Excerpt to read:
================================

Tuesday, August 05, 2014

La Table de Joël Robuchon

If you've been following my blog, you know that I recently visited Tokyo for a business trip.  After sitting in a room for meetings all week, I had a few free days to do my type of exploring: fine dining.

Tokyo has more Michelin stars than anywhere else, and I was determined to cram in as many as possible in our very short time.  Luckily, my co-workers (and friends who flew in to join us for the weekend), were happy to entertain my ridiculous agenda.

On Saturday, we started with a 2 Michelin star lunch at Tateru Yoshino, that was pretty mediocre, and we didn't really feel double Michelin star worthy.  Things improved as we moved on to dinner that night at L'Atelier de Joël Robuchon, another 2 Michelin stars, and the most casual of Joël Robuchon's restaurants in Tokyo.  That meal was quite good, and certainly worthy of the star rating.  Lunch the next day was a quick break from French cuisine: Michelin star sushi at Sushi Kanesaka.  And for dinner, it was time for another 2 Michelin stars, this time at another one of Joël Robuchon's establishments: La Table.
La Table is located on the first floor of the chateau with his flagship restaurant in Tokyo.  That one has 3 Michelin stars.  We settled for the more casual La Table, since we didn't have the proper attire (or, checkbooks) to handle the best one.  La Table is still much more formal than L'Atelier, where we'd dined the night before, even though they are both 2 stars.

And just like L'Atelier, it was incredibly reasonably priced.  We all chose the smallest set menu, consisting of an amuse bouche, bread service, our choice of appetizer, choice of main, dessert, coffee/tea, and mignardises, for only ¥6,300 (~$63).  I was again blown away by the pricing.  So many courses, multiple Michelin stars, very, very reasonable for dinner.  Had we desired larger meals, we could have opted for the ¥8,800 option that included a second appetizer, or the ¥12,800 set with two appetizers and two mains.  Of course, a tasting menu of ¥16,000 is also offered.

Chef Robuchon has 28 Michelin stars throughout the world, the most of any chef.  It is clear to see why.  Our meal the day before at L'Atelier was very good, the execution of every dish total perfection.  But our meal at La Table was in another league entirely.  The execution was again perfect, but this time, the creativity of the dishes was much higher.  If this is what a 2 star establishment of his is like, I can only imagine how amazing the experience is upstairs in this 3 star.  Next time ... maybe (for comparison, the meal prices there are substantially more:¥22,500, ¥36,000, or ¥40,000).
Royal Purple Decor.
Just like at L'Atelier, I was struck by the decor the moment I walked in, not that they were at all similar.  L'Atelier is decorated in rich red tones, casual elegant, surrounding a large open kitchen.  La Table is more formal, with tea candles on the table, velvet ribbons on the napkins, and purse stools.
However there are still no white cloth tablecloths, keeping it comfortable feeling.  Instead of red, the color palate is royal purple.  Even the water glasses were a shade of purple.  Just as stunning as the red tones.  I loved it.  The only aspect of the decor that I didn't like were the stools we were seated on, as they made it a bit hard to sit up properly.

================================

Tasks to complete:
**1)** According to the La Table review, why did the group eat at La Table instead of the 3-star flagship restaurant upstairs? Answer in one to three sentences.
**2)** Repeat a portion of the La Table review word for word, starting with "Tokyo has more" and going on through "my ridiculous agenda.".

Dataset extract:
================================

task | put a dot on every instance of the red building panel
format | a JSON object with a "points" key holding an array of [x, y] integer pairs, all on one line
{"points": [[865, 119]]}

================================

Exercise solutions:
**1)** They didn't have the proper attire for the flagship restaurant, or the checkbooks for it. So they settled for the more casual La Table on the first floor.

**2)**
Tokyo has more Michelin stars than anywhere else, and I was determined to cram in as many as possible in our very short time.  Luckily, my co-workers (and friends who flew in to join us for the weekend), were happy to entertain my ridiculous agenda.